* **DIRECTIVE**
Without pictures, repeat exactly the lines from the one containing "If you could pick out the open" through the end of the entries.

* **DATASET ENTRIES**
↓
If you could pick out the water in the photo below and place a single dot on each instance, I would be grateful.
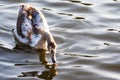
(87, 34)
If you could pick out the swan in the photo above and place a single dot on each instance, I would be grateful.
(32, 30)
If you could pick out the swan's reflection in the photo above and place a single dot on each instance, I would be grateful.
(48, 74)
(52, 71)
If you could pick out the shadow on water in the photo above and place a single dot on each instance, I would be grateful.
(48, 74)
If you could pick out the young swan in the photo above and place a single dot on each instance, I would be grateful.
(32, 29)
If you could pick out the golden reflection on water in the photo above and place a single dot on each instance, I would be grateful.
(48, 74)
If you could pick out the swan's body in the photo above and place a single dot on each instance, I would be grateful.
(33, 31)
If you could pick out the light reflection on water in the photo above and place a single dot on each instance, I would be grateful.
(87, 35)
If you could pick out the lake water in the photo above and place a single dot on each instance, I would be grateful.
(87, 33)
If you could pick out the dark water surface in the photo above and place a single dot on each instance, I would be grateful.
(87, 33)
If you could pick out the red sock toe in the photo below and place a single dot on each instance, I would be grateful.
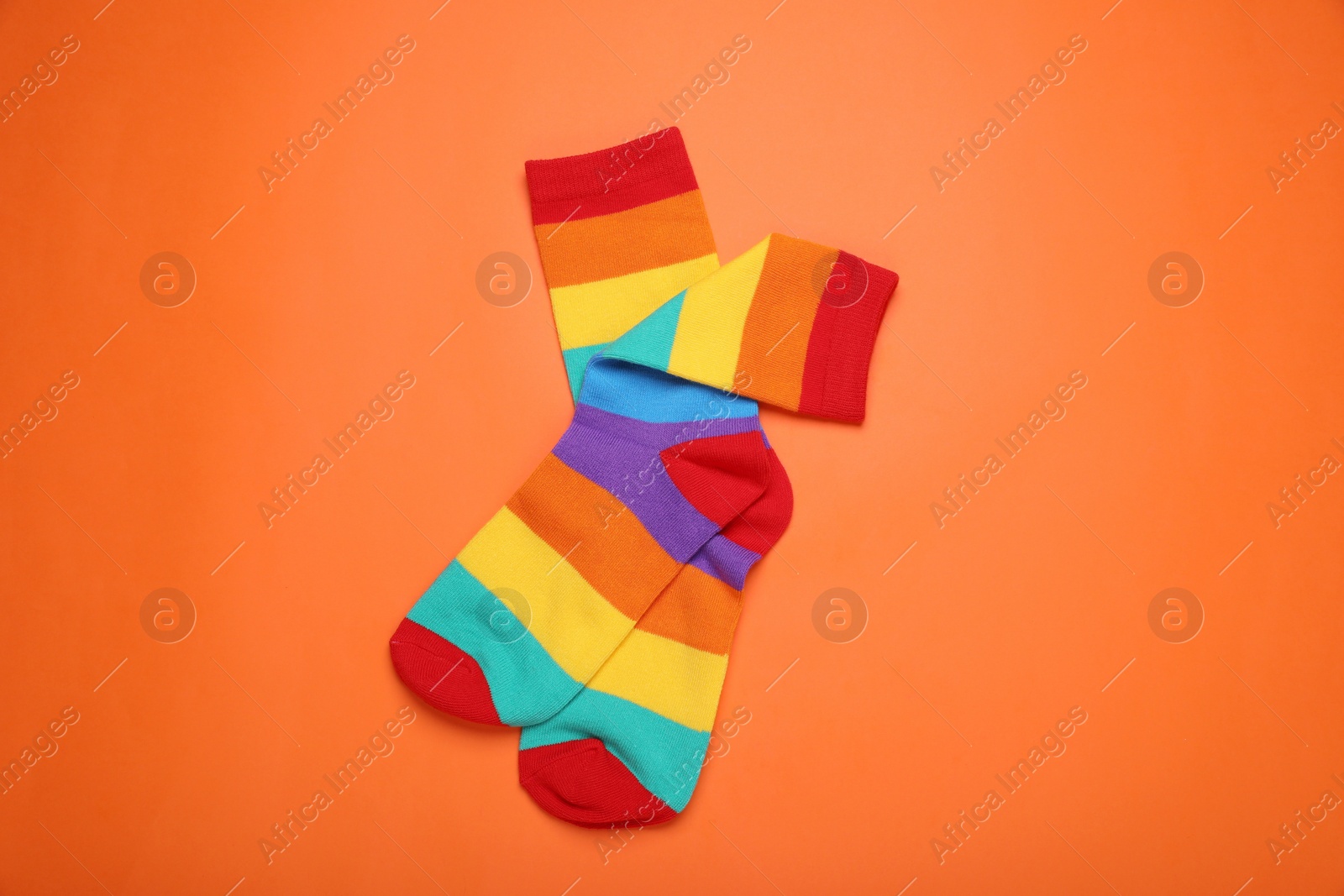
(584, 783)
(443, 674)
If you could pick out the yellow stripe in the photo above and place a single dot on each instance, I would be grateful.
(575, 624)
(598, 312)
(714, 312)
(665, 676)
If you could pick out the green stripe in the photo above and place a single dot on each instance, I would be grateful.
(526, 683)
(663, 755)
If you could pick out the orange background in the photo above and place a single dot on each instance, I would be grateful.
(987, 631)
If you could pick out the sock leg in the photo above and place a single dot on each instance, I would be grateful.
(631, 745)
(539, 598)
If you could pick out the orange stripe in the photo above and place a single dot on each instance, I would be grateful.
(696, 610)
(606, 544)
(774, 340)
(652, 235)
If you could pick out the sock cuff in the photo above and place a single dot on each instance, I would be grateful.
(611, 181)
(835, 378)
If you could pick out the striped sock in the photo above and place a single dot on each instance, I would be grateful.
(632, 743)
(793, 324)
(541, 597)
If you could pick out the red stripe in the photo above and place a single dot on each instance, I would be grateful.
(609, 181)
(835, 378)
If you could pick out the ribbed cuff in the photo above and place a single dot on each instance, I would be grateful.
(611, 181)
(835, 379)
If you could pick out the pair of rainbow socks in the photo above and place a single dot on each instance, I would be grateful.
(597, 607)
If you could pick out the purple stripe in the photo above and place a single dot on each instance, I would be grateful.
(663, 436)
(636, 476)
(726, 560)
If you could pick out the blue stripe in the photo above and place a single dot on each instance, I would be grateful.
(649, 342)
(655, 396)
(663, 755)
(575, 359)
(526, 684)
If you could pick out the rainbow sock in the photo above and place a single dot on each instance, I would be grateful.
(790, 322)
(648, 472)
(648, 712)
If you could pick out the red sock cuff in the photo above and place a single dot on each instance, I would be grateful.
(835, 379)
(611, 181)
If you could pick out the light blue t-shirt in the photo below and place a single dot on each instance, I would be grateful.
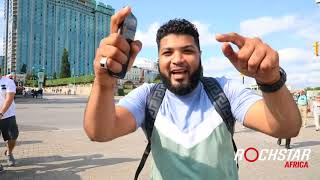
(188, 111)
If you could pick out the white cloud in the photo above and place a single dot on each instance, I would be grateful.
(206, 37)
(294, 55)
(148, 38)
(302, 68)
(266, 25)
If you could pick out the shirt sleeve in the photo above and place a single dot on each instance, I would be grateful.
(135, 102)
(240, 98)
(11, 86)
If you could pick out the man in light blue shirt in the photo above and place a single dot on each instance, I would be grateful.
(189, 139)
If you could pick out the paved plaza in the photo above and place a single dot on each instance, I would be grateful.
(52, 146)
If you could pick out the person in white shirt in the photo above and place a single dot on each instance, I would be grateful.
(316, 112)
(8, 124)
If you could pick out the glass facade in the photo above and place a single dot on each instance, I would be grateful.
(44, 28)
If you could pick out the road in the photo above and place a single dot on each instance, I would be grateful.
(53, 145)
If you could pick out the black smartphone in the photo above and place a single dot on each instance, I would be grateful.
(128, 29)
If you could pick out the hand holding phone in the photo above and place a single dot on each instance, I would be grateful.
(127, 29)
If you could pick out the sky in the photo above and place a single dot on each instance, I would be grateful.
(288, 26)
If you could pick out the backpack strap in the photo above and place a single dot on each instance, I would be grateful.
(154, 100)
(221, 103)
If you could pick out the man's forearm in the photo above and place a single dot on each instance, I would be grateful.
(100, 116)
(284, 110)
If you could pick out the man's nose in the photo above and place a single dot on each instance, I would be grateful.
(178, 58)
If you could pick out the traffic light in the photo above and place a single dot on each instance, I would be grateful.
(316, 48)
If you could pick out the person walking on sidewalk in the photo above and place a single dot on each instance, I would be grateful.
(8, 124)
(287, 145)
(316, 112)
(303, 107)
(189, 138)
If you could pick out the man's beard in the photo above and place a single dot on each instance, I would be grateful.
(183, 89)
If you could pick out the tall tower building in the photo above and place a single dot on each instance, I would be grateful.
(37, 31)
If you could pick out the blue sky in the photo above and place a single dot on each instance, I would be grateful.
(289, 26)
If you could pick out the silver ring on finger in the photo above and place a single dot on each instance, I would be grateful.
(103, 62)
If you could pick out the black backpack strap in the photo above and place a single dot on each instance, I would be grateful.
(154, 100)
(221, 103)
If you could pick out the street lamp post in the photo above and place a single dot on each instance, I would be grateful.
(33, 74)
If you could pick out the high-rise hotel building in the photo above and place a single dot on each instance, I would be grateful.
(37, 31)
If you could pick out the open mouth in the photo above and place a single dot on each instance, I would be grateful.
(179, 73)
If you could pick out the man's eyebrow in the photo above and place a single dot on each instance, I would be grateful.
(183, 47)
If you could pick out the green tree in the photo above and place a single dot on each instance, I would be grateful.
(54, 75)
(65, 65)
(23, 69)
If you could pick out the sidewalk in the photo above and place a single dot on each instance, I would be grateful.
(68, 154)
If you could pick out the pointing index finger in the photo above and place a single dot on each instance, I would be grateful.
(118, 18)
(233, 38)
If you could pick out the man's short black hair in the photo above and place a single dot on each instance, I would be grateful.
(178, 26)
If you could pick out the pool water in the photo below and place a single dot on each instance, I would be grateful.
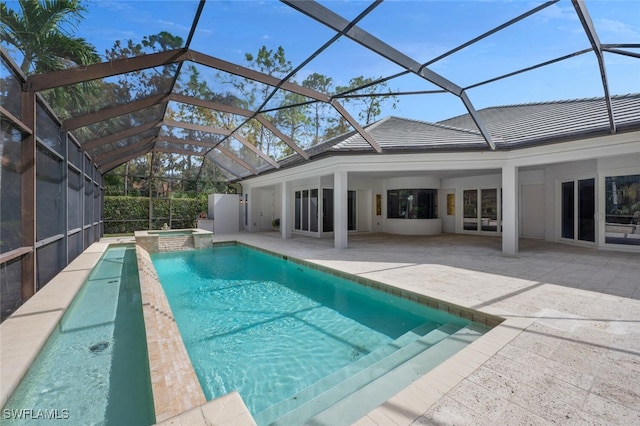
(283, 334)
(94, 368)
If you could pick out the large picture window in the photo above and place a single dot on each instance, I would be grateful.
(412, 204)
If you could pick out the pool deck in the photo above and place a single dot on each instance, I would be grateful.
(568, 351)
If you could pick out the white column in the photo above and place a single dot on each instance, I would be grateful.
(340, 239)
(286, 210)
(510, 214)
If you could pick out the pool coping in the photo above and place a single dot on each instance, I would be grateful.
(26, 331)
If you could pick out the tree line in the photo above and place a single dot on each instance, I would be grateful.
(42, 32)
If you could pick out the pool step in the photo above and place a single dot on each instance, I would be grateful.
(338, 385)
(358, 403)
↑
* **WRITTEN SOLUTION**
If you could pick out the open mouth in the photo above and place a single dot on each instance, I would be grateful.
(179, 73)
If you could pick out the man's eyebrow in the photo above and place a single dot on each instance, I would be grateful.
(183, 47)
If you could pick out the green tree in the photo above and place a single dot on each instance, I would be grateful.
(54, 75)
(65, 65)
(23, 69)
If you could pick out the sidewalk in the photo above and place a single dot on each instance, I would be grateful.
(68, 154)
If you could pick out the pointing index finger in the photo above and place a single dot on each instance, I would be grateful.
(118, 18)
(233, 38)
If you could pick out the man's short black hair in the photo above and place a single dot on each instance, I would be grateful.
(178, 26)
If you could pick out the pool water in the photo below and place a single dot on each instance, I would be grateful.
(283, 334)
(94, 368)
If you could pick out the large picture window in the photo above and place a single dot on each instance, I would be grateful.
(412, 204)
If you could pick out the pool deck in the photo above and place a single dot on each instance, I would be grateful.
(568, 351)
If you could pick out the white column in the photo above and place a single dot on each instance, I would be grateful.
(340, 239)
(286, 210)
(510, 214)
If you could pick out the pool coping in the photo above and place a single dot on each instance, I would be grateful.
(26, 331)
If you could pick out the tree line in the photo above and place a single dot on each instance, I would be grateful.
(42, 32)
If you could pick out the pool step in the photo above and place a single dot on each instance, I would be grateful.
(338, 385)
(358, 403)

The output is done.